▶ Document:
--

The B.C. election ballot in both Maple Ridge ridings became more crowded Monday as the Green Party of B.C. announced its competitors.

Alex Pope will run for the Greens in Maple Ridge-Mission, while Michael Patterson will do the same in Maple Ridge-Pitt Meadows.

"I felt it was important that the Green Party of B.C. have a representative in the riding," said Pope, a part-time computer programmer who bikes to work in Vancouver.

Pope, chair of the bicycle advisory committee in Maple Ridge, tried for a seat on Maple Ridge council in the 2011 election.  He decided to put his name forward after no one else did and was confirmed on the weekend by the party.

Pope said that federally he's a Liberal and doubted whether a Green party candidate would split the vote and keep the NDP from winning the riding.

Last election, Mike Bocking, with the NDP, lost by 68 votes to Liberal MLA Marc Dalton.

"I don't think the B.C. Liberals really represent the ideas of the federal Liberal party," Pope said.

"I have a feeling that it's not going to be anywhere nearly as close as the last election."

He's predicting an NDP win.

On the political spectrum, Pope said the Green party wasn't left of the NDP and that its policies were just centred on the environment. His goal is to be vocal and raise some issues.

In the last British Columbia election in 2009, the Greens took seven per cent of the vote in Maple Ridge-Mission, earning 1,300 votes.

Pope said both Maple Ridge and Mission are under-served in transportation, a situation made more complex by the fact that Mission is not part of TransLink.

He wants better walkability for both communities and says there bike lanes should link directly to West Coast Express train stations.

Unless people use the morning- and evening-only trains, there is no transit link between Maple Ridge and Mission.

So it should be decided whether it's cheaper to increase the frequency of the WCE or to start a bus route between Maple Ridge and Mission.

In Maple Ridge-Pitt Meadows, Patterson, a candidate in the 2008 municipal election, is running for the Greens.

He wants to offer voters more selection than just the Liberals or NDP.

"It seemed like there were just two and I couldn't vote for either of them."

Patterson, an electrical engineer who cycles to his job in Langley, wants to see more green space required in high-density developments, though he realizes that is a local issue. In Europe, there's high density and lots of green space. "We don't seem to do that. We just seem to jam everything in."

Better transit into Vancouver, such as express buses out of Maple Ridge, is another priority.

Pope said his party opposes both the Kinder Morgan twinning of the oil pipeline from Alberta to the Lower Mainland, as well as the Northern Gateway pipeline to Kitimat and Black Press owner David Black's plan for an oil refinery in Kitimat.

"I've got concerns about taking our natural resources and trying to sell them in a hurry to someone else, rather than developing them more at a more reasonable rate and saving some of it for our kids."

--

▶ Tasks to complete:
**A)** According to the article about the Green Party candidates, what is Alex Pope's job?
**B)** Pull out every line of the records that contains the string "Target".
The article and the records have no connection to each other.

▶ Data pulled from a collection:
--

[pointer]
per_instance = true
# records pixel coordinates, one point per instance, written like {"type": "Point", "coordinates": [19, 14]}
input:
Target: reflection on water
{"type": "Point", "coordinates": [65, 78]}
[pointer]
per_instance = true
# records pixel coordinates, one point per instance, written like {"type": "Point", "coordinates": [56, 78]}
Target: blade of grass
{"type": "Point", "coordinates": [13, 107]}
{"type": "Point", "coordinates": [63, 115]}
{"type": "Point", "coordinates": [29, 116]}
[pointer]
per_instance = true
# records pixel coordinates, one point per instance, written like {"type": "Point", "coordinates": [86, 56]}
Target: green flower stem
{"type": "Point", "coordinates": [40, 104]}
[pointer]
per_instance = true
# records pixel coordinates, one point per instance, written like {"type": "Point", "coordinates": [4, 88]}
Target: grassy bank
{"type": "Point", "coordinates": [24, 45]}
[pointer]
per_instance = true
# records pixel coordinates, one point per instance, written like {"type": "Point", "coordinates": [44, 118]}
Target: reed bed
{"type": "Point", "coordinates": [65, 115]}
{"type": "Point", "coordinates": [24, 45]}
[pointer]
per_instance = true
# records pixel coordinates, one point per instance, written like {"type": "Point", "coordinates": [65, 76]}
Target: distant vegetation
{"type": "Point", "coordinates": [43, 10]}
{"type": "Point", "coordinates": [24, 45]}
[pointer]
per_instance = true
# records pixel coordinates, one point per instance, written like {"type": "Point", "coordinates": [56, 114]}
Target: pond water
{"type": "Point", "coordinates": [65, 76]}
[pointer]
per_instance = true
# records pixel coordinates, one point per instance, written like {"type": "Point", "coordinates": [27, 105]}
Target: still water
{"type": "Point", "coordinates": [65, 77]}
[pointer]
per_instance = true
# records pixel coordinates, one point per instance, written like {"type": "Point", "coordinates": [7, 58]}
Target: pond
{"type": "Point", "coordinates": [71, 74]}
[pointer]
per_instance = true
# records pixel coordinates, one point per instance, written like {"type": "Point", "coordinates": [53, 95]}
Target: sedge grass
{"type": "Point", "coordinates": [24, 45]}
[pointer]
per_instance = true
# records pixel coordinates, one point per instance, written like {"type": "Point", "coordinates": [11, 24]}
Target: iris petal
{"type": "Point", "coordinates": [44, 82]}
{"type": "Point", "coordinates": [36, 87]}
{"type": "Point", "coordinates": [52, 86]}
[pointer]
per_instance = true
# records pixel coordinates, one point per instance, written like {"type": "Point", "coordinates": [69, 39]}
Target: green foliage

--

▶ Answers in order:
**A)** He is a part-time computer programmer.

**B)**
Target: reflection on water
Target: blade of grass
Target: green flower stem
Target: grassy bank
Target: reed bed
Target: distant vegetation
Target: pond water
Target: still water
Target: pond
Target: sedge grass
Target: iris petal
Target: green foliage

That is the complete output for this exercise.